**Material for the task**
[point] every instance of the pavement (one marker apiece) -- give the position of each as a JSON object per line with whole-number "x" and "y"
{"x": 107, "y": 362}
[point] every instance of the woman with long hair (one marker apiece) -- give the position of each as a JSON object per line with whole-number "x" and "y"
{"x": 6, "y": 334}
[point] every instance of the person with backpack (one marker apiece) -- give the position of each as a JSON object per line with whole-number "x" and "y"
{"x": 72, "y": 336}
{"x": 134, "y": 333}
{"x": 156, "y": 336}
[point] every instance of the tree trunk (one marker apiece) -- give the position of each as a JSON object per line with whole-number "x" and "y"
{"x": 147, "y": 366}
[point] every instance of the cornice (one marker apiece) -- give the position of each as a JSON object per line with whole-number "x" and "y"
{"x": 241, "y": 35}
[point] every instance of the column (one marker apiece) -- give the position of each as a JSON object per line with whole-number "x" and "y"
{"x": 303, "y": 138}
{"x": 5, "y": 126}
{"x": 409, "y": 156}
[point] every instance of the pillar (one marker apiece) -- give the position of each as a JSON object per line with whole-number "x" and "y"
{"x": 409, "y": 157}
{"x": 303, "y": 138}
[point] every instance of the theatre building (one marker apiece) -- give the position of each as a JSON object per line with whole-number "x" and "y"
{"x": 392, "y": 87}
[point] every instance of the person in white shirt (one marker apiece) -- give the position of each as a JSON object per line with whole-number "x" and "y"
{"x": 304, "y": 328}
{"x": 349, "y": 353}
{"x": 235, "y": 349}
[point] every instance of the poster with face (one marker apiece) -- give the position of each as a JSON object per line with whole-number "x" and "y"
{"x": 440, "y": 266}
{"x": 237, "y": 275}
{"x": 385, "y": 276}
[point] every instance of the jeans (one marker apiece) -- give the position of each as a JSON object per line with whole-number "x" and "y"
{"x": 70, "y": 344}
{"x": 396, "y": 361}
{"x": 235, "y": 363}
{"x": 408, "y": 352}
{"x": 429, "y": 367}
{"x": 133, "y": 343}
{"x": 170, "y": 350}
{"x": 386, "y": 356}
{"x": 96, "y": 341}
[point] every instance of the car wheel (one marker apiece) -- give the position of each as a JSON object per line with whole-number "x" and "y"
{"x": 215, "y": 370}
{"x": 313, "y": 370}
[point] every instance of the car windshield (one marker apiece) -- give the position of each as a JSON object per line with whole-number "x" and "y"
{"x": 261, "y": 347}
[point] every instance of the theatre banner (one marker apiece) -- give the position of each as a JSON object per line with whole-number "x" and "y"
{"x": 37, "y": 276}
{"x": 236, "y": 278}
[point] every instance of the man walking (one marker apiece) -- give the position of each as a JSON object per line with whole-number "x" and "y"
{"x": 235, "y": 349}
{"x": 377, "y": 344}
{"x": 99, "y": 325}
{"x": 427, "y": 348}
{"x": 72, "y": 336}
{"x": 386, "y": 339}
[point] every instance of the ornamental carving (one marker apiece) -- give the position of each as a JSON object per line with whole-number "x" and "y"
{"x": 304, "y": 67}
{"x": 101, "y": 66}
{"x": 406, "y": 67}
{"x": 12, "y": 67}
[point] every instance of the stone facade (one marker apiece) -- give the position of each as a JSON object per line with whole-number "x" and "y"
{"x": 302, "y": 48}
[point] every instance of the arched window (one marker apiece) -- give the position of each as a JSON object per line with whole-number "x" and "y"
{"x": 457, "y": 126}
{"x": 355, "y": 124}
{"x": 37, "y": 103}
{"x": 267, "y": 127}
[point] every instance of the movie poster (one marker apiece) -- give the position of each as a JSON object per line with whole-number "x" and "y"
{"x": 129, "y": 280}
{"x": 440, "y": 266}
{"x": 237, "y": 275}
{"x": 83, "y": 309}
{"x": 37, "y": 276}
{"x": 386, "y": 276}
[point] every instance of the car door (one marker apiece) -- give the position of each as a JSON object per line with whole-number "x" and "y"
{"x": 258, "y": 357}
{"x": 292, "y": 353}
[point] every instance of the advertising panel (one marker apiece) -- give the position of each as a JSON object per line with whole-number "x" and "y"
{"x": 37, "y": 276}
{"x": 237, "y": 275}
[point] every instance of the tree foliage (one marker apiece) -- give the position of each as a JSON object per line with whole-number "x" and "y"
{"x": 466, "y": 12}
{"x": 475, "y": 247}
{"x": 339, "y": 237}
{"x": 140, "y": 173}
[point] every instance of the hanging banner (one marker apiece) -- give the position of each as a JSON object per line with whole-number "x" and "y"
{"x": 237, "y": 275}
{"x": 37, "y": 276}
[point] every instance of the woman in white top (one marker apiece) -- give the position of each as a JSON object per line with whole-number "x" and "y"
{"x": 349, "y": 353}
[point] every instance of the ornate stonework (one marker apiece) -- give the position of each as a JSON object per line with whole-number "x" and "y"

**Task details**
Every entry above needs to be quoted exactly.

**Answer below**
[point] every instance of the pavement (one marker apiece) -- give the position of each as a JSON object per line with whole-number "x" and "y"
{"x": 107, "y": 362}
[point] every instance of the woman with long hair (one marker apiece) -- give the position of each as a JSON object per line with whole-number "x" and "y"
{"x": 6, "y": 334}
[point] every instance of the person with backpack (one marker apiece) -- give the position of each as a JSON object per line with whole-number "x" and "y"
{"x": 72, "y": 336}
{"x": 134, "y": 333}
{"x": 156, "y": 336}
[point] every instance of the tree trunk (one marker apiece) -- give the position of each as a JSON object per line with whole-number "x" and "y"
{"x": 147, "y": 366}
[point] every instance of the cornice (one marker apiece) -- give the position of each as a JSON object per line with whole-number "x" and "y"
{"x": 241, "y": 35}
[point] every instance of the column (one marker apiece) -- give the position of each as a JSON object per line with whole-number "x" and "y"
{"x": 303, "y": 138}
{"x": 5, "y": 126}
{"x": 409, "y": 156}
[point] every instance of the pillar (one marker apiece) -- give the position of each as a JSON object per line with whole-number "x" and "y"
{"x": 409, "y": 157}
{"x": 303, "y": 138}
[point] every instance of the theatre building (one marker apiece) -- give the position of each as a JSON object per line with whole-number "x" and "y"
{"x": 392, "y": 87}
[point] every instance of the person in white shirt (one marker apiece) -- give the position of each as a JSON object per line with whole-number "x" and "y"
{"x": 304, "y": 328}
{"x": 349, "y": 353}
{"x": 235, "y": 349}
[point] every instance of the poster with face (one marker apiece) -- give the position of each as a JSON object per line with whole-number "x" and "y"
{"x": 440, "y": 266}
{"x": 237, "y": 275}
{"x": 385, "y": 276}
[point] every instance of the jeans (one marker apiece) -- give the position of each as a JSON object per line with whole-number "x" and "y"
{"x": 70, "y": 344}
{"x": 396, "y": 361}
{"x": 235, "y": 363}
{"x": 408, "y": 352}
{"x": 429, "y": 367}
{"x": 133, "y": 343}
{"x": 170, "y": 350}
{"x": 386, "y": 356}
{"x": 96, "y": 341}
[point] every instance of the car wheel (one marker apiece) -- give the position of each as a JSON object per line with whole-number "x" and "y"
{"x": 215, "y": 370}
{"x": 313, "y": 370}
[point] every instance of the car windshield (one marker apiece) -- give the position of each as a JSON object per line with whole-number "x" and "y"
{"x": 261, "y": 347}
[point] every instance of the theatre banner (one marker apiece) -- give the position of each as a JSON object per line with whole-number "x" and "y"
{"x": 37, "y": 276}
{"x": 236, "y": 278}
[point] every instance of the man walking (one marker apiece) -- give the position of each as a JSON object per line with whole-number "x" and "y"
{"x": 235, "y": 349}
{"x": 377, "y": 344}
{"x": 99, "y": 325}
{"x": 427, "y": 348}
{"x": 72, "y": 336}
{"x": 386, "y": 339}
[point] every instance of the ornamental carving (one marker apiece) -- give the position of each as a JSON object per line with whole-number "x" and "y"
{"x": 304, "y": 67}
{"x": 101, "y": 66}
{"x": 406, "y": 67}
{"x": 12, "y": 67}
[point] every instance of the stone facade (one marker apiece) -- give the position of each as a JSON object per line with whole-number "x" and "y"
{"x": 302, "y": 48}
[point] every instance of the arched window (one marker apiece) -- give the position of each as a JSON object per line with whole-number "x" and "y"
{"x": 457, "y": 126}
{"x": 355, "y": 124}
{"x": 37, "y": 103}
{"x": 267, "y": 127}
[point] every instance of the movie poster (one marker apiece) -- give the position of each as a JSON object per line with whole-number "x" and "y"
{"x": 129, "y": 280}
{"x": 440, "y": 266}
{"x": 237, "y": 275}
{"x": 83, "y": 309}
{"x": 37, "y": 276}
{"x": 386, "y": 276}
[point] every instance of the car door (one marker apiece) -- give the position of each as a JSON object per line with whole-number "x" and "y"
{"x": 258, "y": 357}
{"x": 292, "y": 353}
[point] every instance of the advertising panel (one marker apiece) -- give the position of each as a JSON object per line with whole-number "x" and "y"
{"x": 37, "y": 276}
{"x": 237, "y": 275}
[point] every instance of the tree foliage (one marker apiece) -- give the position of each as a JSON object per line with whole-number "x" and "y"
{"x": 466, "y": 12}
{"x": 475, "y": 247}
{"x": 339, "y": 237}
{"x": 140, "y": 173}
[point] every instance of the hanging banner (one marker apiece) -- give the position of each as a JSON object per line with whole-number "x" and "y"
{"x": 237, "y": 275}
{"x": 37, "y": 276}
[point] every instance of the woman in white top (one marker apiece) -- give the position of each as a JSON object per line with whole-number "x" and "y"
{"x": 349, "y": 353}
[point] every instance of the ornate stonework (one marker apiece) -- give the position of each as a JSON object per line with whole-number "x" and "y"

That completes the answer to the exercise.